Reproduce the lines of the data exactly, starting with the line that contains "trace the outline of every instance of the grey" and ending with the line that contains "M1456 4L1357 12L1184", both included.

Items listed in a dataset
---+---

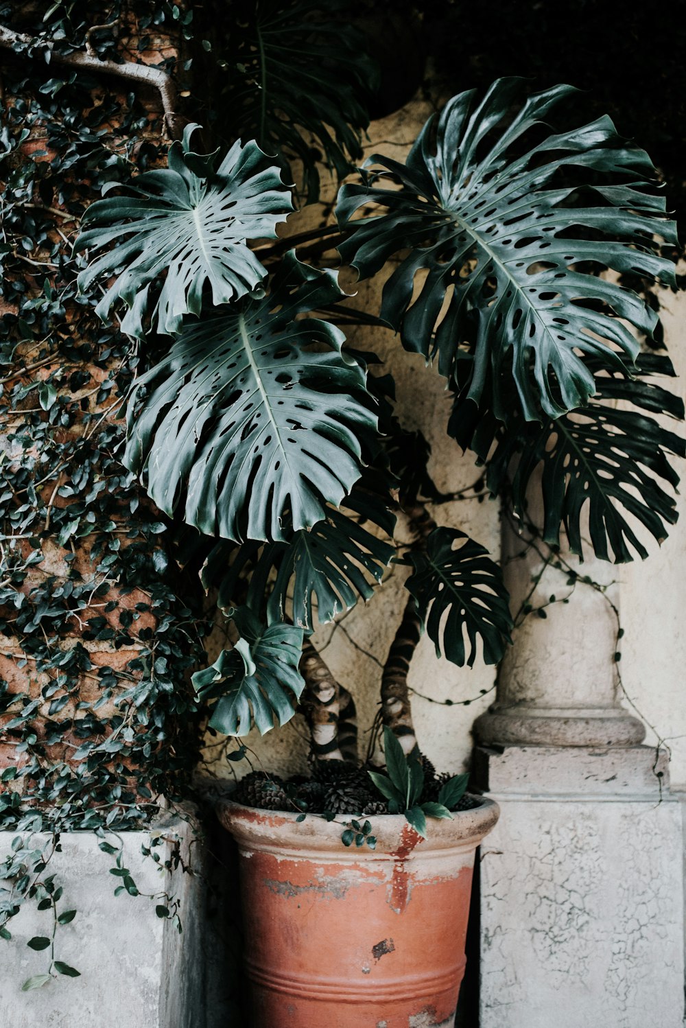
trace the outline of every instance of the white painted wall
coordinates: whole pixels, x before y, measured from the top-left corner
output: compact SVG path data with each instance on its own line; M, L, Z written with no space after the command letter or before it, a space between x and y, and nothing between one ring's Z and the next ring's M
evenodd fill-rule
M427 103L414 102L373 122L366 152L403 157L430 112ZM325 199L332 197L333 191L331 197ZM326 204L322 204L322 212L325 209ZM316 219L310 217L310 223L315 224ZM297 218L290 225L292 231L308 227L307 222ZM355 288L349 285L352 282L349 272L344 271L341 281L346 288ZM382 277L372 283L361 283L356 287L357 295L351 302L378 311L381 286ZM677 370L686 372L686 298L683 294L676 297L669 290L662 290L660 295L670 352ZM351 339L354 345L374 350L388 362L397 383L397 411L403 423L408 428L420 428L431 442L430 470L439 487L453 491L474 481L479 471L473 458L469 454L463 456L445 434L449 397L437 372L425 368L420 357L406 354L390 331L356 329ZM676 386L672 382L671 388L683 390L683 381L678 381ZM683 508L683 500L680 504ZM442 506L435 516L440 523L463 528L498 558L500 528L496 503L456 502ZM407 538L402 523L398 524L397 538ZM651 556L647 561L617 568L603 567L602 572L607 580L614 578L620 581L619 603L625 634L619 666L630 705L649 726L654 726L654 730L648 729L647 741L652 743L661 738L672 747L673 780L686 788L686 702L682 693L682 669L686 666L686 633L682 630L682 612L686 610L686 579L682 570L686 564L684 522L673 529L661 549L650 538L648 548ZM581 572L584 573L584 568ZM315 644L323 649L323 656L332 670L356 699L363 733L371 725L376 710L380 675L376 661L383 662L385 659L399 621L405 601L402 582L406 574L402 568L395 570L370 603L355 609L335 632L327 626L315 636ZM564 593L564 579L560 580L557 589L551 582L549 591ZM575 602L582 603L583 597L579 595ZM564 632L567 613L569 608L551 611L548 623L551 625L555 622L556 633ZM568 655L570 670L580 678L586 676L588 682L585 686L589 688L593 687L590 678L597 674L598 668L587 657L598 649L597 644L601 641L599 633L603 635L602 649L607 651L605 636L609 629L606 620L600 624L596 616L589 616L585 656L578 647ZM536 628L539 630L535 631ZM532 645L549 645L551 633L541 633L541 628L540 622L533 626ZM557 651L558 645L555 642L551 653ZM221 641L218 640L217 648L220 647ZM552 668L551 673L555 673ZM612 675L612 667L608 667L607 673ZM495 698L492 691L493 668L478 663L472 670L459 669L448 661L436 661L432 645L424 638L413 661L410 684L417 690L413 703L420 745L440 770L456 772L463 769L471 751L471 725ZM582 692L588 692L583 682L579 681L578 686ZM483 690L489 691L486 696L481 695ZM454 705L439 705L418 694L433 700L450 699ZM472 702L460 705L464 700ZM366 738L361 734L360 746L366 744ZM306 726L300 717L263 739L254 732L247 743L255 751L252 759L256 767L263 763L266 769L277 773L305 768L308 742ZM218 764L215 770L230 776L234 770L243 774L249 769L244 765L227 767Z
M681 268L683 273L683 268ZM670 356L680 376L664 386L686 395L686 293L660 290ZM670 426L674 428L674 425ZM683 426L677 428L683 434ZM682 477L686 468L680 469ZM646 722L646 743L663 741L672 751L674 787L686 790L686 498L681 520L650 556L620 570L621 678L626 697Z

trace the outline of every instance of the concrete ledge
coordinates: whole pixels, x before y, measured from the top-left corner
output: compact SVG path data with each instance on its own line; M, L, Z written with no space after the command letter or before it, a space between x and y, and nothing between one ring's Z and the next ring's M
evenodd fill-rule
M671 799L668 755L649 746L478 746L473 774L478 787L496 799Z
M190 846L193 833L181 818L155 825L165 840L156 851L164 861L181 841L184 861L193 854L198 869L201 847ZM0 833L0 858L16 833ZM22 992L26 979L46 971L49 950L34 952L27 942L51 933L51 912L27 902L12 920L10 942L0 941L0 1025L11 1028L205 1028L203 969L203 876L181 867L161 871L144 856L151 832L125 832L124 866L141 893L167 892L181 901L180 934L159 918L156 903L144 895L115 896L121 879L110 874L114 857L103 853L89 832L61 837L62 852L46 874L55 875L64 896L60 910L76 909L75 919L58 928L55 957L76 967L80 978L59 976L40 989ZM45 836L36 836L45 839ZM5 884L5 883L2 883Z

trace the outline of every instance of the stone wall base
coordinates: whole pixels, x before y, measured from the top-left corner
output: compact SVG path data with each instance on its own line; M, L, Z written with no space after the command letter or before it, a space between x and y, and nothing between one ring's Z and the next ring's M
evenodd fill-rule
M682 804L654 749L506 746L478 765L501 806L480 1028L683 1028Z
M75 909L74 920L58 929L55 957L76 967L79 978L58 976L42 988L22 991L22 983L45 972L49 950L27 946L34 935L49 937L51 912L27 902L9 925L12 939L0 941L0 1025L11 1028L208 1028L206 1012L206 940L203 925L204 875L201 846L180 818L154 829L164 840L157 848L162 861L181 840L181 853L194 873L181 867L160 872L141 852L150 831L125 832L123 862L141 893L166 892L181 901L180 933L155 912L164 900L114 895L121 878L110 874L114 857L103 853L90 832L61 837L62 852L49 872L64 894L59 910ZM15 833L0 832L0 858ZM40 836L36 836L40 839ZM114 840L112 840L114 841ZM5 884L5 883L0 883Z

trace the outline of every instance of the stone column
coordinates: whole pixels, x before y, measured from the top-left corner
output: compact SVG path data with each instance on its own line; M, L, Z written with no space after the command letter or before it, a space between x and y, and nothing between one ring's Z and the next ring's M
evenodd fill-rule
M574 586L564 572L546 564L544 545L504 522L502 560L512 612L528 603L533 613L520 618L512 633L496 702L474 723L480 742L622 746L643 741L643 723L621 706L614 672L618 626L608 599L618 609L616 567L597 560L592 551L581 564L573 555L561 556L580 579L606 586L605 594L582 581Z
M474 724L475 776L501 806L481 860L480 1028L682 1028L682 807L620 703L616 568L569 558L606 586L572 591L544 549L507 529L513 610L533 611Z

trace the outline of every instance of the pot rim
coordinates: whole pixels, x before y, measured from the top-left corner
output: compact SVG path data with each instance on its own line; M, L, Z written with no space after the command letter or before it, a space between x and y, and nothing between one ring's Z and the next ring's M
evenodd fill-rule
M415 832L404 814L361 815L369 821L376 848L344 846L341 835L350 827L351 815L327 821L320 814L308 814L298 821L298 811L261 810L230 799L216 801L217 815L244 854L254 850L288 857L321 856L328 853L337 862L383 860L389 855L411 860L422 854L471 852L498 820L500 809L494 800L478 797L480 805L453 812L452 819L427 818L428 839Z

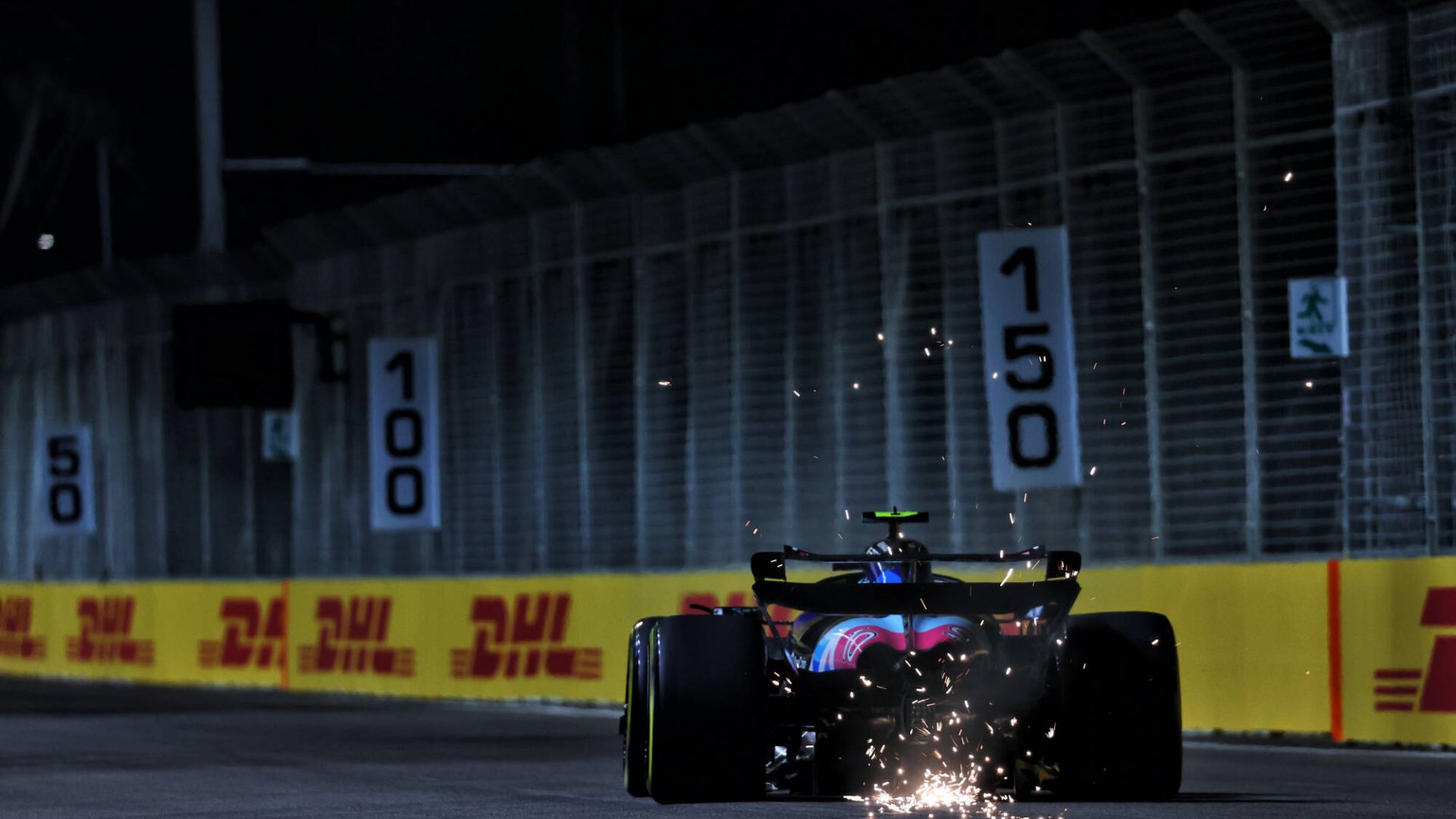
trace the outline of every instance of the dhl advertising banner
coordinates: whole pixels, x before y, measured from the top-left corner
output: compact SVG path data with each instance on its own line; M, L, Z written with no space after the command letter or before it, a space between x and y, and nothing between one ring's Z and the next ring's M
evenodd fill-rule
M632 624L751 602L738 573L290 583L288 685L619 701Z
M1456 745L1456 558L1093 565L1079 580L1079 612L1169 616L1188 729ZM0 583L0 673L614 702L632 622L751 605L748 586L737 570Z
M1337 739L1456 745L1456 558L1329 570L1344 695Z
M0 584L0 673L278 685L281 665L278 583Z

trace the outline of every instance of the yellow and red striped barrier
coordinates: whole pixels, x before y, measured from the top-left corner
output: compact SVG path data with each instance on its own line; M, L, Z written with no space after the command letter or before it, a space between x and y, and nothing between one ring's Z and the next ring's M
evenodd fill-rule
M1080 612L1168 614L1195 730L1456 745L1456 558L1096 568ZM0 673L616 701L633 621L745 571L0 583Z

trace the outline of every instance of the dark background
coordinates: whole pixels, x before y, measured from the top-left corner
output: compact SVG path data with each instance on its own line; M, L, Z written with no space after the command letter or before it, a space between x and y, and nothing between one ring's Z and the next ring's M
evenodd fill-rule
M223 0L224 154L513 163L1217 4ZM0 286L99 264L100 138L116 258L195 246L191 3L0 0L0 195L32 106ZM227 173L229 243L432 181Z

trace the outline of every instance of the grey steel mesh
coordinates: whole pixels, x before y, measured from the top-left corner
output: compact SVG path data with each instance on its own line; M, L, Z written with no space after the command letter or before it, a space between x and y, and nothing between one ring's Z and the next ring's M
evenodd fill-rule
M1456 4L1357 12L1184 13L10 289L0 576L724 565L890 504L957 551L1450 552ZM976 235L1057 223L1096 471L996 493ZM1351 356L1290 358L1287 280L1337 271ZM280 296L354 373L438 338L440 532L368 530L365 385L303 332L296 463L176 408L169 305ZM95 428L95 536L32 533L45 423Z

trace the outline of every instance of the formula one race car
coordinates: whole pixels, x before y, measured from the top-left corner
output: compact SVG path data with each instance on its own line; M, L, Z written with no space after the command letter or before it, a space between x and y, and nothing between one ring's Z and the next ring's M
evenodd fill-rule
M913 794L1168 799L1182 777L1168 618L1069 615L1077 552L753 555L757 606L639 621L629 638L623 780L657 802ZM791 581L808 564L815 581ZM1006 564L965 581L935 564ZM999 574L999 567L990 567ZM1037 577L1013 581L1021 570ZM770 606L773 606L770 609ZM770 611L802 612L773 619Z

---+---

--- REPLY TO THE TASK ---
trace the outline of every instance of the grey steel mesh
coordinates: whole pixels, x before y, measured from the top-left corner
output: compact SVG path data with each instance on its own line; M, L, Z written with no space after the command letter or before it, a space between x and y, and nothing between one ring's Z and the next ring's M
evenodd fill-rule
M1456 4L1357 12L1184 13L10 289L0 576L724 565L890 504L957 551L1450 552ZM976 235L1057 223L1096 471L996 493ZM1351 356L1290 358L1287 280L1337 271ZM280 296L354 373L438 338L440 532L368 530L365 385L303 332L296 463L176 408L169 305ZM95 428L95 536L32 533L45 423Z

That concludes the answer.